**Excerpt provided:**
○ ○ ○ ○
Tease

Opinion: QAnon is the most successful April Fool’s joke I’ve ever seen

  • By Ray Metcalfe
  • Wednesday, March 31, 2021 1:50pm
  • Opinion

On March 31, years ago, someone put a note in announcements that the space shuttle would land on Elmendorf at 6 a.m. An estimated 6,000 Anchorage residents rose early April 1 to find a viewing spot.

That was the most successful April Fool’s joke I had ever seen played until QAnon came along.

QAnon, also known as Q, paints an imaginary picture of a sinister alternate universe, dangles their dark hook on the internet, luring millions of lost souls to find their calling.

Like going down the rabbit hole into a dark, sinister version of “Alice in Wonderland,” once you’re in, that’s your reality. QAnon’s victims find themselves in a universe that is upside-down and backwards, the kind of nonsensical logic that only happens in dreams.

Q keeps followers on the edge of their seats with ongoing sagas of ever-changing monumental predictions that never come true. Just as one preposterous prediction fails, QAnon’s Gurus throw out another even more preposterous prediction to take its place; predictions that, as clearly as Alice’s talking caterpillar, should be recognizable as fantasy.

Aimed at concerned but frustrated and gullible right wing Republicans, Q’s first hook claims that voters have no control over their destiny because the world order is really run by a secretive cabal of Satan-worshiping child abusing pedophile Democrats. While mostly Democratic elites, Oprah Winfrey, Tom Hanks, Pope Francis and the Dalai Lama also make Q’s list of deviants.

In addition to enriching themselves and raising billions for their cause by selling kidnapped children into every imaginable horror story, Q’s followers believe the pedophiles kill and eat some of their victims to extract a life-extending chemical called adrenochrome. Followers believe their own children and grandchildren are at risk.

QAnon adherents believe Donald Trump is secretly taking on the entire criminal conspiracy and will soon bring its members to justice. They hold him in reverence as though he is their Messiah. They examine his every word for coded language, meant just for them.

Though illogical, QAnon’s theories can’t be disproven to followers’ satisfaction, but Q’s predictions can.

When Q’s followers joined in on the storming of the Capitol, they truly believed they were doing what they had pledged their lives to do, “SAVE THE CHILDREN.” Q had predicted that Trump would declare martial law and send the military to help them. They expected Trump to arrest and execute the Democratic leadership and send the rest to Guantanamo. They have a name for Trump’s vengeful mass arrests and return; they call it —-“THE STORM.”

Q’s followers were shocked when Biden was sworn in, and “THE STORM” didn’t happen. Some realized they had been actors in someone else’s fantasy and victims of an elaborate hoax. But most of them chose to “STICK WITH THE PLAN.”

They believe Biden isn’t really president, the military is in control and Trump will soon reoccupy the White House.

To date, not one of Q’s predictions has come true. Below are a few:

1. Hillary Clinton was to be arrested in 2017.

2. November 2020, Trump was going to win the election by a landslide.
○ ○ ○ ○
**Given data:**

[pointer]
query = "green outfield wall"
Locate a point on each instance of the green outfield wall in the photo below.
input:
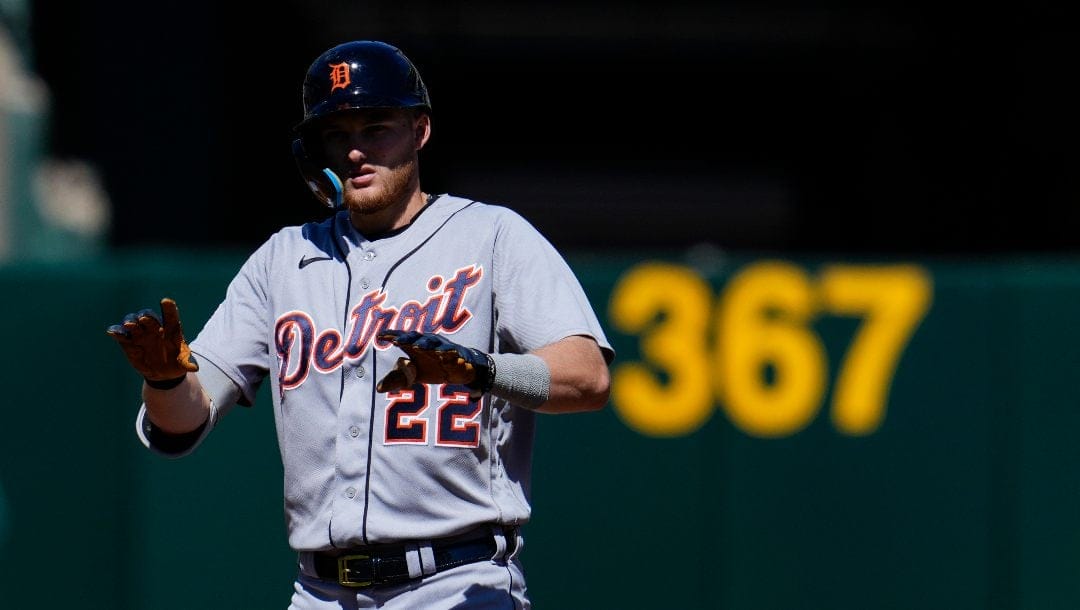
○ ○ ○ ○
**Stated exercise 1:** Reproduce the passage of the QAnon opinion piece starting with "Like going down" and going on through "happens in dreams.".
**Stated exercise 2:**
Answer these questions from the QAnon opinion piece:
(a) About how many Anchorage residents rose early on April 1 to find a viewing spot?
(b) What is the name of the chemical that Q's followers believe is extracted from victims?
(c) In what year was Hillary Clinton predicted to be arrested?

**Written answer 1:**
Like going down the rabbit hole into a dark, sinister version of “Alice in Wonderland,” once you’re in, that’s your reality. QAnon’s victims find themselves in a universe that is upside-down and backwards, the kind of nonsensical logic that only happens in dreams.

**Written answer 2:**
(a) An estimated 6,000
(b) Adrenochrome
(c) 2017